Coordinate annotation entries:
--- start ---

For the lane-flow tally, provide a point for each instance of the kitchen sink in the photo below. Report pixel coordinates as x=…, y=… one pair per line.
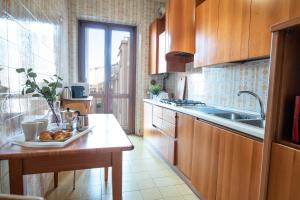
x=235, y=116
x=254, y=122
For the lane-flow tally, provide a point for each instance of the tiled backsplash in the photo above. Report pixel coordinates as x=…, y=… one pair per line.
x=219, y=85
x=33, y=34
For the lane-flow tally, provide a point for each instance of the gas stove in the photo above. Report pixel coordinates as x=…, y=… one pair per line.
x=179, y=102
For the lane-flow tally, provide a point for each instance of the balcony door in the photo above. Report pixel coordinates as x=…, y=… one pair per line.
x=107, y=63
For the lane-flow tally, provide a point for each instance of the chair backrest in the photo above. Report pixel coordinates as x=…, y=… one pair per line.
x=81, y=107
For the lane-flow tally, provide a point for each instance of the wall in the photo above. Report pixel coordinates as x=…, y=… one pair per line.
x=219, y=85
x=32, y=34
x=138, y=13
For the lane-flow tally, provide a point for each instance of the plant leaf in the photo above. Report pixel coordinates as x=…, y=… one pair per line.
x=36, y=95
x=32, y=75
x=52, y=84
x=28, y=83
x=29, y=90
x=20, y=70
x=46, y=90
x=59, y=85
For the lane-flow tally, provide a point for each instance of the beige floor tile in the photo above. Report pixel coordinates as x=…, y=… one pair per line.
x=169, y=191
x=190, y=197
x=145, y=184
x=167, y=181
x=174, y=198
x=151, y=194
x=135, y=195
x=184, y=189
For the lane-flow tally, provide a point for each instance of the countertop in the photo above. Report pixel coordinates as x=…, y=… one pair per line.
x=89, y=98
x=244, y=128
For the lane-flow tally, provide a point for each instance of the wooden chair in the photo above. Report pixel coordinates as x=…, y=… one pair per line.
x=84, y=109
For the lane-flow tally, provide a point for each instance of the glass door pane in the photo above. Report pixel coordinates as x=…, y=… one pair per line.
x=120, y=76
x=95, y=65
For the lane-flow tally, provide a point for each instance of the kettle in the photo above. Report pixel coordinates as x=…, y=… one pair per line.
x=69, y=119
x=66, y=93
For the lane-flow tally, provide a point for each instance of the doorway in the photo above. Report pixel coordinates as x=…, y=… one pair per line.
x=106, y=60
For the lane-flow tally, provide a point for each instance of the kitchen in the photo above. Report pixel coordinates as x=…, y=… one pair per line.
x=205, y=90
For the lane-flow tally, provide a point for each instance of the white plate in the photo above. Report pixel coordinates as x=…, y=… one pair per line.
x=19, y=140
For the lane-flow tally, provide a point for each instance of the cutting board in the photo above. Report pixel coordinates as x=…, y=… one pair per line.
x=180, y=88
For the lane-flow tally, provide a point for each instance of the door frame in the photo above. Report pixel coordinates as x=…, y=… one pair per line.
x=82, y=73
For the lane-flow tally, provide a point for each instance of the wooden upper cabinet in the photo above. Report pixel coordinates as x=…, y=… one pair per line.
x=264, y=14
x=185, y=132
x=206, y=33
x=284, y=177
x=233, y=31
x=205, y=159
x=294, y=8
x=180, y=30
x=239, y=167
x=157, y=27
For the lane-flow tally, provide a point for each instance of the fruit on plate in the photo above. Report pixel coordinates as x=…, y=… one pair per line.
x=56, y=136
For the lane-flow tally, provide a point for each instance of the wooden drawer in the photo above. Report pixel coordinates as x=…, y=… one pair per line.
x=169, y=116
x=157, y=122
x=168, y=129
x=157, y=111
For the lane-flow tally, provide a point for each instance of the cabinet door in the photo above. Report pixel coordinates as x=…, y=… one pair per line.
x=239, y=167
x=264, y=14
x=153, y=48
x=185, y=127
x=233, y=31
x=148, y=128
x=284, y=177
x=294, y=8
x=205, y=159
x=206, y=33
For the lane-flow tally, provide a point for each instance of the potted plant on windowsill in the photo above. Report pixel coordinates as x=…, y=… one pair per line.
x=48, y=90
x=154, y=89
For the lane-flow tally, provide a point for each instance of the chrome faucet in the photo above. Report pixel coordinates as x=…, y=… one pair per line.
x=262, y=113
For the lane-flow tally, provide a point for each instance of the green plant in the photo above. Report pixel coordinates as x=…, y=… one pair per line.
x=154, y=89
x=48, y=91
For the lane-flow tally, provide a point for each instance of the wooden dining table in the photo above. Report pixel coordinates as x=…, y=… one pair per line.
x=102, y=147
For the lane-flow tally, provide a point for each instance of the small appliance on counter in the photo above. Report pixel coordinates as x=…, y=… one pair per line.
x=296, y=124
x=80, y=90
x=66, y=93
x=180, y=102
x=69, y=119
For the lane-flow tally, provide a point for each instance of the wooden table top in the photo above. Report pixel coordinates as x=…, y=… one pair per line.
x=107, y=136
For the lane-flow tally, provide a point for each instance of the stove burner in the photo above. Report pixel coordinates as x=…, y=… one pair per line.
x=179, y=102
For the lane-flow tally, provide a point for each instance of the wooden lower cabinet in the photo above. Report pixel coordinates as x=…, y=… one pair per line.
x=284, y=176
x=225, y=165
x=239, y=167
x=205, y=159
x=162, y=142
x=185, y=132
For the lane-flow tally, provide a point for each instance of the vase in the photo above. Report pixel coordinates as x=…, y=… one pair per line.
x=54, y=116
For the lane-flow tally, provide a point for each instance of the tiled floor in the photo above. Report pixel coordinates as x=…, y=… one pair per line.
x=145, y=177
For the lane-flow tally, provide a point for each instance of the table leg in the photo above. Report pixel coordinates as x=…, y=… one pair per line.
x=16, y=176
x=105, y=174
x=55, y=179
x=117, y=175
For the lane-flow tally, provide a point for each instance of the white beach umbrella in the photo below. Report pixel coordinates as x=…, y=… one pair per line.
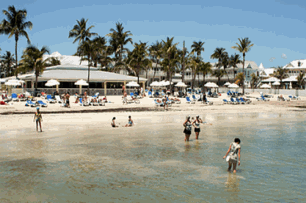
x=227, y=84
x=81, y=83
x=276, y=83
x=180, y=84
x=266, y=86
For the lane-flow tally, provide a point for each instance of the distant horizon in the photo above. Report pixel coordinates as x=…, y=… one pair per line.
x=276, y=28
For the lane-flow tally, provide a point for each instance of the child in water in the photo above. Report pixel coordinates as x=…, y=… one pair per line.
x=130, y=122
x=38, y=118
x=234, y=154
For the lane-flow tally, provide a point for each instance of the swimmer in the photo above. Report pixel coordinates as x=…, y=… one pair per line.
x=130, y=122
x=113, y=124
x=234, y=154
x=38, y=118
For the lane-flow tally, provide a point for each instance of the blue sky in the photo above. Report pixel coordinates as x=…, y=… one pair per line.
x=275, y=27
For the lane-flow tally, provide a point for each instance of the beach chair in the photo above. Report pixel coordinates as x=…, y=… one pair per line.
x=247, y=102
x=189, y=101
x=50, y=100
x=158, y=104
x=150, y=94
x=239, y=101
x=14, y=97
x=30, y=103
x=233, y=101
x=42, y=104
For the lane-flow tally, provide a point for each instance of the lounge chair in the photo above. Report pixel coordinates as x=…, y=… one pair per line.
x=14, y=97
x=189, y=101
x=50, y=100
x=42, y=104
x=239, y=101
x=158, y=104
x=233, y=101
x=246, y=102
x=30, y=103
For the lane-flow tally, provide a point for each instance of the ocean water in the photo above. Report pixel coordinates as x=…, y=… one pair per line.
x=150, y=162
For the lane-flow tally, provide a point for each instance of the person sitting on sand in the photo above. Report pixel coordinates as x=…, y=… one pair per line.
x=130, y=122
x=234, y=154
x=38, y=118
x=113, y=124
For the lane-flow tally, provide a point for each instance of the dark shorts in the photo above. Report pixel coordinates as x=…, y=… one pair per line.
x=187, y=132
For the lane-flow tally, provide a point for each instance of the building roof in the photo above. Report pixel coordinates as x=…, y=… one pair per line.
x=74, y=73
x=295, y=64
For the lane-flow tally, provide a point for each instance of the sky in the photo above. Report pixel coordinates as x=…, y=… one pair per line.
x=275, y=27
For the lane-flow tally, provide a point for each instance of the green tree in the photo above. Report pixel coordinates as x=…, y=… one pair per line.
x=80, y=32
x=281, y=73
x=243, y=47
x=218, y=54
x=300, y=79
x=233, y=61
x=219, y=73
x=15, y=25
x=32, y=59
x=8, y=62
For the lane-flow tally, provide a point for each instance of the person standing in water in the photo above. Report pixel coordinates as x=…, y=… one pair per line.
x=38, y=118
x=234, y=153
x=187, y=124
x=130, y=122
x=113, y=124
x=196, y=125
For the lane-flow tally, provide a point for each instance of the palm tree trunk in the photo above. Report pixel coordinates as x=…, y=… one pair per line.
x=243, y=74
x=16, y=41
x=88, y=74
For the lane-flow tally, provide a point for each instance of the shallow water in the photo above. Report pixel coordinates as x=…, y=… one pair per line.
x=151, y=163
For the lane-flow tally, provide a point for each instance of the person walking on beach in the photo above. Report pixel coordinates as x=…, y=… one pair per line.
x=233, y=153
x=113, y=124
x=130, y=122
x=187, y=124
x=38, y=119
x=196, y=125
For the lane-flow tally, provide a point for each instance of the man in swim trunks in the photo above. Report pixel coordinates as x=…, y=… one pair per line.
x=130, y=122
x=38, y=119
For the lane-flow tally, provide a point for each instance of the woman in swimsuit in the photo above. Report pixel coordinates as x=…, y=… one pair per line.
x=187, y=124
x=196, y=125
x=113, y=124
x=38, y=118
x=130, y=122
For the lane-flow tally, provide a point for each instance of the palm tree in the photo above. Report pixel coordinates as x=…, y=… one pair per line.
x=138, y=58
x=281, y=73
x=300, y=79
x=233, y=61
x=218, y=54
x=32, y=59
x=15, y=25
x=80, y=32
x=254, y=80
x=205, y=68
x=170, y=56
x=119, y=39
x=243, y=47
x=219, y=74
x=8, y=62
x=155, y=52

--- end ---

Request:
Please rewrite every line of the items from the line that has "of the countertop" through the line that has "x=244, y=128", shifting each coordinate value up by 85.

Solution to this problem:
For the lane-flow tally, provide a point for each instance of the countertop in the photo above. Report pixel coordinates as x=…, y=… one pair per line.
x=174, y=183
x=329, y=213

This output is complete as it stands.